(Beginning of Records for the exercise)
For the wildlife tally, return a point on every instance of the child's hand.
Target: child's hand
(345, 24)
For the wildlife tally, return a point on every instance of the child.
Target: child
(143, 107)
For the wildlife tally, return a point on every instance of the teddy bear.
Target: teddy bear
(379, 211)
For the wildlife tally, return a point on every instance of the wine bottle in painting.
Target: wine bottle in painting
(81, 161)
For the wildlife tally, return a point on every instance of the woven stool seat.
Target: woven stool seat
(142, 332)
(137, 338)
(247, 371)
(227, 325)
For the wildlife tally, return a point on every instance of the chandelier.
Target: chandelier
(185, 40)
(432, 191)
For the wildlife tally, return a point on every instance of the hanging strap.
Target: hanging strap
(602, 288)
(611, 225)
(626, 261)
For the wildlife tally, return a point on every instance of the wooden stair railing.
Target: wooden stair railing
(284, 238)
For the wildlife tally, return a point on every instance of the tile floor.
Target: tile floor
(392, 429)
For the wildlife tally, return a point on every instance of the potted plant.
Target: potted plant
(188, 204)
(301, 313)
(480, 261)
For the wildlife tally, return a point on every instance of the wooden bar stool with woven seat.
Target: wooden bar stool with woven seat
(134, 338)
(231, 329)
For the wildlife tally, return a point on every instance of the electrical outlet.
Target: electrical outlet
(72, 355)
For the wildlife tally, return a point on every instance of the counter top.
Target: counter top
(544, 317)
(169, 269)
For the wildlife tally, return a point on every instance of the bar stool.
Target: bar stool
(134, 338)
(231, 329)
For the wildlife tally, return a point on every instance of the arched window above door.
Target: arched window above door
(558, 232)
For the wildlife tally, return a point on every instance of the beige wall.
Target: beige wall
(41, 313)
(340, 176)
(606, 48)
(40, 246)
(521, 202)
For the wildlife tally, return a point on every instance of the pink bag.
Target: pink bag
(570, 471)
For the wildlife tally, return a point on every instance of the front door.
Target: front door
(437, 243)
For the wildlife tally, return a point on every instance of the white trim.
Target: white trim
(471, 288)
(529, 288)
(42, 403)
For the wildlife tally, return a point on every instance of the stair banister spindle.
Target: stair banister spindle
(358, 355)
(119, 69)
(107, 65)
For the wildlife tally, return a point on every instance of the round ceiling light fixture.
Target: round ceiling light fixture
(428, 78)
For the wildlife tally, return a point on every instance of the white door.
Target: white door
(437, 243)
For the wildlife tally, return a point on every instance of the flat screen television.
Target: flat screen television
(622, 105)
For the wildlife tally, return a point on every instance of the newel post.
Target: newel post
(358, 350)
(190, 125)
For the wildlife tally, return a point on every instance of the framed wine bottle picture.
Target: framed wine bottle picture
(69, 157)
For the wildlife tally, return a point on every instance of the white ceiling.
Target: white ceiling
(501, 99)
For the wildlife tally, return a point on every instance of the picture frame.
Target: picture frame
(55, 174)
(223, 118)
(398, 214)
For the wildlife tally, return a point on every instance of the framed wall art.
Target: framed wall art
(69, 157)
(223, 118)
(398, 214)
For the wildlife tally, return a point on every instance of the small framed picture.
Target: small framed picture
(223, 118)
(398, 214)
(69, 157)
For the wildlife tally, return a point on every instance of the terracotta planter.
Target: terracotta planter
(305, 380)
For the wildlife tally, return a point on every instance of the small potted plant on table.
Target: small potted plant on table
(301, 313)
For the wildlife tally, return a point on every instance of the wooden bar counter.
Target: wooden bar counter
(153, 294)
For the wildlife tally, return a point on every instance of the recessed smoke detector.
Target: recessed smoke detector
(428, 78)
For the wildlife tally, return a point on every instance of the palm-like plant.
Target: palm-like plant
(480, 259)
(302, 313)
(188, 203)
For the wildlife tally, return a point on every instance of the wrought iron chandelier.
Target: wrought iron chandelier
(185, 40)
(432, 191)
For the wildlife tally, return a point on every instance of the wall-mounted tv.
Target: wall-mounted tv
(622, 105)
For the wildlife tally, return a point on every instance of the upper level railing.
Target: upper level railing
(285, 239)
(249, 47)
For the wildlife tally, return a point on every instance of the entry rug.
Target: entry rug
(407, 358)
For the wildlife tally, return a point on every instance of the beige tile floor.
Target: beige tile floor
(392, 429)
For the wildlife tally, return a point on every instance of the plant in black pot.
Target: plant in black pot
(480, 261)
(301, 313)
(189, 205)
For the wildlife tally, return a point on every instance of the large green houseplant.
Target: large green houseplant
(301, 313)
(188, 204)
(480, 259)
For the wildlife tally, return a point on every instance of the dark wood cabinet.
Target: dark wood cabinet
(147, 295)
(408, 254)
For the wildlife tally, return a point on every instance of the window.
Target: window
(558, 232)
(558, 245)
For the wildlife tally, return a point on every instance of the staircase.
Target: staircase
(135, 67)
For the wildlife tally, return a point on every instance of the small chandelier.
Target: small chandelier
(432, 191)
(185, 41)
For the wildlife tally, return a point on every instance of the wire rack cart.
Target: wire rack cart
(End of Records for the exercise)
▶ _About this exercise_
The data above needs to be retyped in full, exactly as given.

▶ _Solution_
For the wildlife tally, return a point on every instance of the child's hand.
Target: child's hand
(345, 24)
For the wildlife tally, return a point on every instance of the child.
Target: child
(143, 107)
For the wildlife tally, return a point on every instance of the teddy bear.
Target: teddy bear
(379, 211)
For the wildlife tally, return a point on every instance of the wine bottle in painting.
Target: wine bottle in painting
(81, 161)
For the wildlife tally, return a point on every instance of the woven stool seat.
Target: woven stool seat
(142, 332)
(137, 338)
(247, 371)
(227, 325)
For the wildlife tally, return a point on every instance of the chandelier.
Target: chandelier
(185, 40)
(432, 191)
For the wildlife tally, return a point on every instance of the hanging strap.
Target: hanging strap
(602, 288)
(611, 225)
(626, 261)
For the wildlife tally, return a point on every instance of the wooden stair railing.
Target: wooden stair railing
(284, 238)
For the wildlife tally, return a point on every instance of the tile floor.
Target: tile floor
(392, 429)
For the wildlife tally, return a point on every instance of the potted plant.
Target: potted plant
(188, 204)
(301, 313)
(480, 261)
For the wildlife tally, return a point on every instance of the wooden bar stool with woven seat.
Target: wooden bar stool with woven seat
(134, 338)
(231, 329)
For the wildlife tally, return a point on every instance of the electrical outlet.
Target: electrical outlet
(72, 355)
For the wildlife tally, return a point on every instance of the counter top.
Target: counter top
(544, 317)
(169, 269)
For the wildlife tally, return a point on every instance of the bar stool.
Target: bar stool
(134, 338)
(231, 329)
For the wildlife tally, return a point on every instance of the arched window above door.
Target: arched window above door
(558, 232)
For the wildlife tally, return a point on every instance of the beige wall.
Target: beige wall
(41, 313)
(340, 176)
(606, 48)
(40, 246)
(521, 202)
For the wildlife tally, return a point on every instance of the pink bag.
Target: pink bag
(570, 471)
For the wildlife tally, return a point on every instance of the front door.
Target: front door
(437, 243)
For the wildlife tally, return a point on every instance of the white trim.
Target: white trim
(471, 288)
(529, 288)
(42, 403)
For the wildlife tally, return a point on every instance of the stair banister spindle.
Target: stair banister spindle
(358, 355)
(119, 69)
(107, 65)
For the wildlife tally, return a point on every instance of the round ceiling light fixture.
Target: round ceiling light fixture
(428, 78)
For the wildlife tally, return a point on every instance of the white door.
Target: white door
(437, 243)
For the wildlife tally, return a point on every instance of the flat screen television.
Target: flat screen television
(622, 105)
For the wildlife tally, return a point on every instance of the newel post.
Target: newel post
(358, 350)
(190, 125)
For the wildlife tally, return a point on every instance of the framed wine bottle picture.
Target: framed wine bottle picture
(69, 157)
For the wildlife tally, return a point on every instance of the white ceiling.
Target: white ceiling
(501, 99)
For the wildlife tally, return a point on every instance of the picture frame.
Target: picture frame
(55, 174)
(223, 118)
(398, 214)
For the wildlife tally, return a point on every instance of the framed wall art.
Target: framed wall art
(69, 157)
(223, 118)
(398, 214)
For the wildlife tally, return a point on every instance of the small framed picture.
Target: small framed picture
(223, 118)
(398, 214)
(69, 157)
For the wildlife tally, return a point on every instance of the terracotta planter.
Target: terracotta planter
(305, 380)
For the wildlife tally, return a point on every instance of the small potted plant on table.
Target: small potted plant on table
(301, 313)
For the wildlife tally, return a point on every instance of the wooden bar counter.
Target: wooden bar counter
(153, 294)
For the wildlife tally, return a point on every instance of the recessed smoke detector.
Target: recessed smoke detector
(428, 78)
For the wildlife tally, return a point on every instance of the palm-like plant.
Target: palm-like plant
(480, 259)
(302, 313)
(188, 203)
For the wildlife tally, return a point on every instance of the wrought iron chandelier.
Target: wrought iron chandelier
(185, 40)
(432, 191)
For the wildlife tally, return a point on every instance of the wall-mounted tv.
Target: wall-mounted tv
(622, 105)
For the wildlife tally, return a point on every instance of the upper level railing.
Target: upper level railing
(285, 239)
(249, 47)
For the wildlife tally, return a point on every instance of the entry rug.
Target: entry rug
(407, 358)
For the wildlife tally, return a point on every instance of the beige tile floor.
Target: beige tile floor
(392, 429)
For the wildlife tally, return a point on every instance of the plant in black pot.
Target: plant in black pot
(480, 261)
(301, 313)
(189, 205)
For the wildlife tally, return a point on every instance of the large green houseplant.
Target: large green houseplant
(301, 313)
(188, 204)
(480, 259)
For the wildlife tally, return a point on every instance of the dark wood cabinet.
Target: dark wood cabinet
(147, 295)
(408, 254)
For the wildlife tally, return a point on every instance of the window.
Target: window
(558, 232)
(558, 245)
For the wildlife tally, return a point on every instance of the staircase.
Target: staircase
(135, 67)
For the wildlife tally, return a point on every instance of the small chandelier.
Target: small chandelier
(432, 191)
(185, 41)
For the wildlife tally, return a point on every instance of the wire rack cart.
Target: wire rack cart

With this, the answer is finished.